* [Consigne 1] Reproduisez fidèlement et en entier le texte consacré au festival Fringe.

* [Texte sélectionné]
++++++++

Comme de nombreux événements culturels mondiaux, le Fringe a été annulé en 2020, pour la première fois depuis 1947, puis organisé en édition réduite en 2021. Nous sommes encore en train de nous remettre de la pandémie, ce qui sera un travail à long terme. Nos publics reviennent, mais il reste un véritable défi posé aux artistes d’obtenir des fonds pour créer de nouvelles œuvres. Tous les coûts ont augmenté et nous voulons que le festival reste aussi abordable et inclusif que possible. C’est un difficile exercice d’équilibre.

Traversez-vous, outre-Manche, une crise économique ? 
De nombreux facteurs affectent le financement des arts et de la culture, en Écosse et au Royaume-Uni. Au cours de la dernière décennie, les investissements dans le secteur culturel ont diminué de 30 %. Nous œuvrons pour diversifier nos ressources financières, notamment auprès de nos sponsors et partenaires. Ici, pour les artistes, les coûts de création sont souvent inabordables, ce qui peut les amener à quitter complètement le secteur. La véritable solution nécessaire consisterait à revoir la politique culturelle de notre pays.

Combien de spectacles et de lieux de représentation en 2023 ? 
En 2023, nous avons terminé le Fringe avec plus de 3 500 spectacles. Le festival s’est développé depuis sa création en 1947 : il comptait alors 8 spectacles ! En ce qui concerne les lieux, il existe un peu moins de 300 sites enregistrés chaque année. Ils varient considérablement quant à la taille et au type d’espace, entre les lieux permanents, les bâtiments universitaires, les espaces éphémères dans le centre-ville…

Combien de billets vendus en 2023 ?

++++++++

* [Données de la tâche]
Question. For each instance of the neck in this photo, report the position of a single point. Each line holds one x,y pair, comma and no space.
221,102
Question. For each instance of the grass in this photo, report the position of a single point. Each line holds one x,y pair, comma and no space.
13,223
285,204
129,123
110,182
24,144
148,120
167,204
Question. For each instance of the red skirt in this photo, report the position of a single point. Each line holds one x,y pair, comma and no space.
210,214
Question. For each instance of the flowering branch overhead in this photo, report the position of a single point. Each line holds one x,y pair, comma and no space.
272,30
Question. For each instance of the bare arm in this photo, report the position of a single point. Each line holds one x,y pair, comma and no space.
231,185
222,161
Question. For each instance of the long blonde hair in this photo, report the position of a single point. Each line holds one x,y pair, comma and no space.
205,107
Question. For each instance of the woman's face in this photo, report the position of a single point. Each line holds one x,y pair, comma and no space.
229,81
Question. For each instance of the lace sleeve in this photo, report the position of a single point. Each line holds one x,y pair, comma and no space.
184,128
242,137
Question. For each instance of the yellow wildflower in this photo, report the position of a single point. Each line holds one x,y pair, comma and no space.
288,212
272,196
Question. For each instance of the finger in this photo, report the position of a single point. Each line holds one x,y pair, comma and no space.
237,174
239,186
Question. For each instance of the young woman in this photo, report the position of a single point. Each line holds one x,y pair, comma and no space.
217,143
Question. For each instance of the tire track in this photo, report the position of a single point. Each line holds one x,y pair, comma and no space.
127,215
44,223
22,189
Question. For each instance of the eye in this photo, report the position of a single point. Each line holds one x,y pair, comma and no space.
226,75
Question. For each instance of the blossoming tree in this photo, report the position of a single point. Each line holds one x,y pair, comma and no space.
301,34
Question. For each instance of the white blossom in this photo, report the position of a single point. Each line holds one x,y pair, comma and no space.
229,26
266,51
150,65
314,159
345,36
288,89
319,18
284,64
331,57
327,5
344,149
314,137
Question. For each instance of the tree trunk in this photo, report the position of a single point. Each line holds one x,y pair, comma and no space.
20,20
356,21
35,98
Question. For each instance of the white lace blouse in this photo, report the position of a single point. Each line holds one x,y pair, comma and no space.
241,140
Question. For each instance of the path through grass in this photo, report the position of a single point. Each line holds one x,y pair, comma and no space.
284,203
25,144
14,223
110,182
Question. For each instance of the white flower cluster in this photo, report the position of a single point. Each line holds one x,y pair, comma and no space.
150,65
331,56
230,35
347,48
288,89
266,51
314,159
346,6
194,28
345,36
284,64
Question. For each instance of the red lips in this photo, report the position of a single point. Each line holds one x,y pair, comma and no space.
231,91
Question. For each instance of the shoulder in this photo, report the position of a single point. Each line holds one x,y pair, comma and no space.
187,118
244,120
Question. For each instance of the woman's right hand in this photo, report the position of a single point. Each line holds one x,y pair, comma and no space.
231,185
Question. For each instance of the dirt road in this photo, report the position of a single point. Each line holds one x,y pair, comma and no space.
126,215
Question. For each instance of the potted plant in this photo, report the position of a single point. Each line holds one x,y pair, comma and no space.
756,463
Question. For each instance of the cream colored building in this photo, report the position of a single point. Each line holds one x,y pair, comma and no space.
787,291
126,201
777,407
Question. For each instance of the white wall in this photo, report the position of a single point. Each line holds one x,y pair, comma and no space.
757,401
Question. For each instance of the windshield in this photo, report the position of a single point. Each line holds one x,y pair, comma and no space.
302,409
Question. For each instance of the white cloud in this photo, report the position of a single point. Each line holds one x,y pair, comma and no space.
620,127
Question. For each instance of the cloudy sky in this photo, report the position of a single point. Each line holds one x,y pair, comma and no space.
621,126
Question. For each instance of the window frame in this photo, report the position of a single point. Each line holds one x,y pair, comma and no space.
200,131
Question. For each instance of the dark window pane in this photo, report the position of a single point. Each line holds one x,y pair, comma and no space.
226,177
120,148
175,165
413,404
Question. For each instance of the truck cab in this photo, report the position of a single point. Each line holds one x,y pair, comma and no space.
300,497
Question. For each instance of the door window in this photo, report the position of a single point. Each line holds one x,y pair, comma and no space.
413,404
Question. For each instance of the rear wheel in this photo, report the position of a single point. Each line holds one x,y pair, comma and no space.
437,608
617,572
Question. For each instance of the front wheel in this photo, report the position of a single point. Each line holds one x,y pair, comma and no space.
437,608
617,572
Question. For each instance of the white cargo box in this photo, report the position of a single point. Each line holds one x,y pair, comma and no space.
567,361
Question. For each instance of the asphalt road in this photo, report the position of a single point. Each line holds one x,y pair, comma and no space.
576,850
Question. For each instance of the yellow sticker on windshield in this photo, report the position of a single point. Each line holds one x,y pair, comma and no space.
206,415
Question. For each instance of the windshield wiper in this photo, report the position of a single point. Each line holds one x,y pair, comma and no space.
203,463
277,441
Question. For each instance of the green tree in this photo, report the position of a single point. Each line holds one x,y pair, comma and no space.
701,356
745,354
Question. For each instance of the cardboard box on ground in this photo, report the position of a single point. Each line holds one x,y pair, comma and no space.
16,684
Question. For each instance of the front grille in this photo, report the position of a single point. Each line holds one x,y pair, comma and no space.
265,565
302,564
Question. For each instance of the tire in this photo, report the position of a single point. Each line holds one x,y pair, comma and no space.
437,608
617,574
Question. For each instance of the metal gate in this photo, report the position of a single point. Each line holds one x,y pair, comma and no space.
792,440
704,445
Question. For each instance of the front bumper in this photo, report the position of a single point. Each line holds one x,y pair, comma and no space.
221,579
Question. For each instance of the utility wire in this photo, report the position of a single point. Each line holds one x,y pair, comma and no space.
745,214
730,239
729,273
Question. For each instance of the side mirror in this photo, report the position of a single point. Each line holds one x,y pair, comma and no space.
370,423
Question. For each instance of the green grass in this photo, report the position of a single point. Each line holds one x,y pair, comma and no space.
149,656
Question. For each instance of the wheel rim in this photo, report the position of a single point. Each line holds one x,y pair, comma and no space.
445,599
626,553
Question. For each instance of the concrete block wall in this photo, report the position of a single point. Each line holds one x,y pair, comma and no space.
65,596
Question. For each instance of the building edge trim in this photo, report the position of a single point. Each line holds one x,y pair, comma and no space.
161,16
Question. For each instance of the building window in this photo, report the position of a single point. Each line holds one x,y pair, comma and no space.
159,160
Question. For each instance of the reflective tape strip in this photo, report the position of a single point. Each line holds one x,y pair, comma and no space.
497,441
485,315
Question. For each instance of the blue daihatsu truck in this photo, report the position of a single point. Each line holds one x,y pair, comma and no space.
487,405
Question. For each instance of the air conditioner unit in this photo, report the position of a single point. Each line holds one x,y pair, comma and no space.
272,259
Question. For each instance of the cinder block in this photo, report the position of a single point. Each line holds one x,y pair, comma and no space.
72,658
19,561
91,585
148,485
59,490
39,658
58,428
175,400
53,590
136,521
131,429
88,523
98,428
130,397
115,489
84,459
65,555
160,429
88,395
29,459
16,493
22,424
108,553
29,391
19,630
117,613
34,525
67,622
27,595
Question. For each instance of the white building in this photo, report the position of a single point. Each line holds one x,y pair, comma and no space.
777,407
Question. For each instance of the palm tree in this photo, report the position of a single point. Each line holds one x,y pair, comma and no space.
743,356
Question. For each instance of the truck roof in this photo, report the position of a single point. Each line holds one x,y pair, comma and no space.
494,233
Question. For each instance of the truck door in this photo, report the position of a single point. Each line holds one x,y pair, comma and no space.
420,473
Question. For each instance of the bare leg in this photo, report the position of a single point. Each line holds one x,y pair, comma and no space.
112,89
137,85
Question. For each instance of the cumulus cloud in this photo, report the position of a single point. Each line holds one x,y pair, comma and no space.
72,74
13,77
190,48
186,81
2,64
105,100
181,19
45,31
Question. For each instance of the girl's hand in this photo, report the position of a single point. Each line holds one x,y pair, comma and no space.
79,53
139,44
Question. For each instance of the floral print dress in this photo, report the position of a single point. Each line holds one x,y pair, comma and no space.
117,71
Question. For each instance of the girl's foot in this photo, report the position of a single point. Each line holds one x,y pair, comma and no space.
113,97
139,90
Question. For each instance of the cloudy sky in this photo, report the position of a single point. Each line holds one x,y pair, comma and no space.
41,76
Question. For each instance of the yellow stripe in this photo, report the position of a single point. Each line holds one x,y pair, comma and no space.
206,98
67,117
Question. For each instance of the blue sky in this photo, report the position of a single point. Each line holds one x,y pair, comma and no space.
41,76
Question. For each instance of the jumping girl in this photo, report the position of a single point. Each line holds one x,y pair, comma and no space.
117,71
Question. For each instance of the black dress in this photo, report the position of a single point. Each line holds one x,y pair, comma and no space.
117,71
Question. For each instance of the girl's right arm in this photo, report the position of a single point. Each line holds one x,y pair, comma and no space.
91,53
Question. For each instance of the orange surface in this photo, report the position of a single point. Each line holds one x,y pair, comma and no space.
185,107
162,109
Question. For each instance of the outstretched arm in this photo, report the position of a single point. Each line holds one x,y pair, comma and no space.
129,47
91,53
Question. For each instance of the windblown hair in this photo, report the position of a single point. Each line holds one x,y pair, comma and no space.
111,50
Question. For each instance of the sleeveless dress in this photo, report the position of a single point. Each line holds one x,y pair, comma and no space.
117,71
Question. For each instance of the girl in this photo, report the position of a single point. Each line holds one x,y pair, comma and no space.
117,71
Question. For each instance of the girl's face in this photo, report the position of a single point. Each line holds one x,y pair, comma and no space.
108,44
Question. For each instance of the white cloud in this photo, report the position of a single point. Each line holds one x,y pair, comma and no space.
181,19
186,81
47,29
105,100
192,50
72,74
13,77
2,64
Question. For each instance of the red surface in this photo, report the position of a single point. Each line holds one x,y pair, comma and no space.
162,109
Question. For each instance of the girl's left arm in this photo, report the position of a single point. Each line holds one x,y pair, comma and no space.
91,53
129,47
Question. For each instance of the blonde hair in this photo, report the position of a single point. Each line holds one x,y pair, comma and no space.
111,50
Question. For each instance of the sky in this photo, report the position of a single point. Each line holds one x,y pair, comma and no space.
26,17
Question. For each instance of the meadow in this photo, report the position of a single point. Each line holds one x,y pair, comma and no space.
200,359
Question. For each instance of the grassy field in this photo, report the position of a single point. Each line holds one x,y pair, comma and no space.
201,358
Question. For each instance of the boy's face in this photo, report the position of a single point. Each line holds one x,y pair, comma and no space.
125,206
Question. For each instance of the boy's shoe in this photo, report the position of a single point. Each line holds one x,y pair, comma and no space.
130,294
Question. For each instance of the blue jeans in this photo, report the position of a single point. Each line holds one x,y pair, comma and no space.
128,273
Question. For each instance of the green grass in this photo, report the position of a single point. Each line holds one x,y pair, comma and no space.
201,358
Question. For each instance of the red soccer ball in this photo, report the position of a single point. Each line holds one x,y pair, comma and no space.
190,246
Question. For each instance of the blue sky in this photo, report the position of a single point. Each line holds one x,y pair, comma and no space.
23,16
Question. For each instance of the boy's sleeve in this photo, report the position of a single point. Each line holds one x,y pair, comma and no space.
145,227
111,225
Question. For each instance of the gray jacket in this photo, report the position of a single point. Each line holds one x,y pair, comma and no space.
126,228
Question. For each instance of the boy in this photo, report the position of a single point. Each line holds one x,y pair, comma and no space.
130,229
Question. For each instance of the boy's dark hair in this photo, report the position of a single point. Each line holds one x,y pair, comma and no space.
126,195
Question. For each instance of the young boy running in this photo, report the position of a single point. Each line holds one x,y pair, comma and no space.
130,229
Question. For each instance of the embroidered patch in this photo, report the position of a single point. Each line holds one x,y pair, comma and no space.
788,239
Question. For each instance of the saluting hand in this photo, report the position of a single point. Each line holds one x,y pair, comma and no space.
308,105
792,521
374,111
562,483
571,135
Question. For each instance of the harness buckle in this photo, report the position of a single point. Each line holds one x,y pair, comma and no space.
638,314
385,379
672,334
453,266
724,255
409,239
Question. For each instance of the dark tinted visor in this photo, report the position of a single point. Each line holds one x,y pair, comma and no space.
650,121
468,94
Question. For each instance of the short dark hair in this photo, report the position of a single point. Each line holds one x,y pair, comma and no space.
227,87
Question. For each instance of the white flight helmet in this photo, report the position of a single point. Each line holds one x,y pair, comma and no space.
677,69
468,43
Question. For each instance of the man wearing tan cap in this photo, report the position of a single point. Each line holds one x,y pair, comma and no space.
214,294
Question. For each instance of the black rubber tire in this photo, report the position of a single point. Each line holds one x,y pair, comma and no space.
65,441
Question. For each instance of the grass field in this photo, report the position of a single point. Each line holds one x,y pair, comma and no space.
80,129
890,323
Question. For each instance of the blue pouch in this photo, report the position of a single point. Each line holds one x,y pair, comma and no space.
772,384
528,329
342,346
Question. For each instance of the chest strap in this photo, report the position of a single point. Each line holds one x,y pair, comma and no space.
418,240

++++++++

* [Consigne 2] Dans les lignes de données ci-dessus, recopiez à l'identique le passage qui va de la ligne contenant « Question. For each instance of the boy in » jusqu'à la dernière ligne, ces deux extrémités comprises.

* [Résultat de l'exercice 1]
Comme de nombreux événements culturels mondiaux, le Fringe a été annulé en 2020, pour la première fois depuis 1947, puis organisé en édition réduite en 2021. Nous sommes encore en train de nous remettre de la pandémie, ce qui sera un travail à long terme. Nos publics reviennent, mais il reste un véritable défi posé aux artistes d’obtenir des fonds pour créer de nouvelles œuvres. Tous les coûts ont augmenté et nous voulons que le festival reste aussi abordable et inclusif que possible. C’est un difficile exercice d’équilibre.

Traversez-vous, outre-Manche, une crise économique ? 
De nombreux facteurs affectent le financement des arts et de la culture, en Écosse et au Royaume-Uni. Au cours de la dernière décennie, les investissements dans le secteur culturel ont diminué de 30 %. Nous œuvrons pour diversifier nos ressources financières, notamment auprès de nos sponsors et partenaires. Ici, pour les artistes, les coûts de création sont souvent inabordables, ce qui peut les amener à quitter complètement le secteur. La véritable solution nécessaire consisterait à revoir la politique culturelle de notre pays.

Combien de spectacles et de lieux de représentation en 2023 ? 
En 2023, nous avons terminé le Fringe avec plus de 3 500 spectacles. Le festival s’est développé depuis sa création en 1947 : il comptait alors 8 spectacles ! En ce qui concerne les lieux, il existe un peu moins de 300 sites enregistrés chaque année. Ils varient considérablement quant à la taille et au type d’espace, entre les lieux permanents, les bâtiments universitaires, les espaces éphémères dans le centre-ville…

Combien de billets vendus en 2023 ?

* [Résultat de l'exercice 2]
Question. For each instance of the boy in this photo, report the position of a single point. Each line holds one x,y pair, comma and no space.
130,229
Question. For each instance of the boy's dark hair in this photo, report the position of a single point. Each line holds one x,y pair, comma and no space.
126,195
Question. For each instance of the young boy running in this photo, report the position of a single point. Each line holds one x,y pair, comma and no space.
130,229
Question. For each instance of the embroidered patch in this photo, report the position of a single point. Each line holds one x,y pair, comma and no space.
788,239
Question. For each instance of the saluting hand in this photo, report the position of a single point. Each line holds one x,y pair, comma and no space.
308,105
792,521
374,111
562,483
571,135
Question. For each instance of the harness buckle in this photo, report the position of a single point. Each line holds one x,y pair, comma and no space.
638,314
385,379
672,334
453,266
724,255
409,239
Question. For each instance of the dark tinted visor in this photo, report the position of a single point. Each line holds one x,y pair, comma and no space.
650,121
468,94
Question. For each instance of the short dark hair in this photo, report the position of a single point. Each line holds one x,y pair, comma and no space.
227,87
Question. For each instance of the white flight helmet in this photo, report the position of a single point. Each line holds one x,y pair, comma and no space.
677,69
468,43
Question. For each instance of the man wearing tan cap in this photo, report the position of a single point. Each line holds one x,y pair, comma and no space.
214,294
Question. For each instance of the black rubber tire in this photo, report the position of a single point. Each line holds one x,y pair, comma and no space.
65,441
Question. For each instance of the grass field in this photo, report the position of a single point. Each line holds one x,y pair, comma and no space.
80,129
890,323
Question. For each instance of the blue pouch in this photo, report the position of a single point. Each line holds one x,y pair, comma and no space.
772,384
528,329
342,346
Question. For each instance of the chest strap in this photo, report the position of a single point. Each line holds one x,y pair, comma and no space.
418,240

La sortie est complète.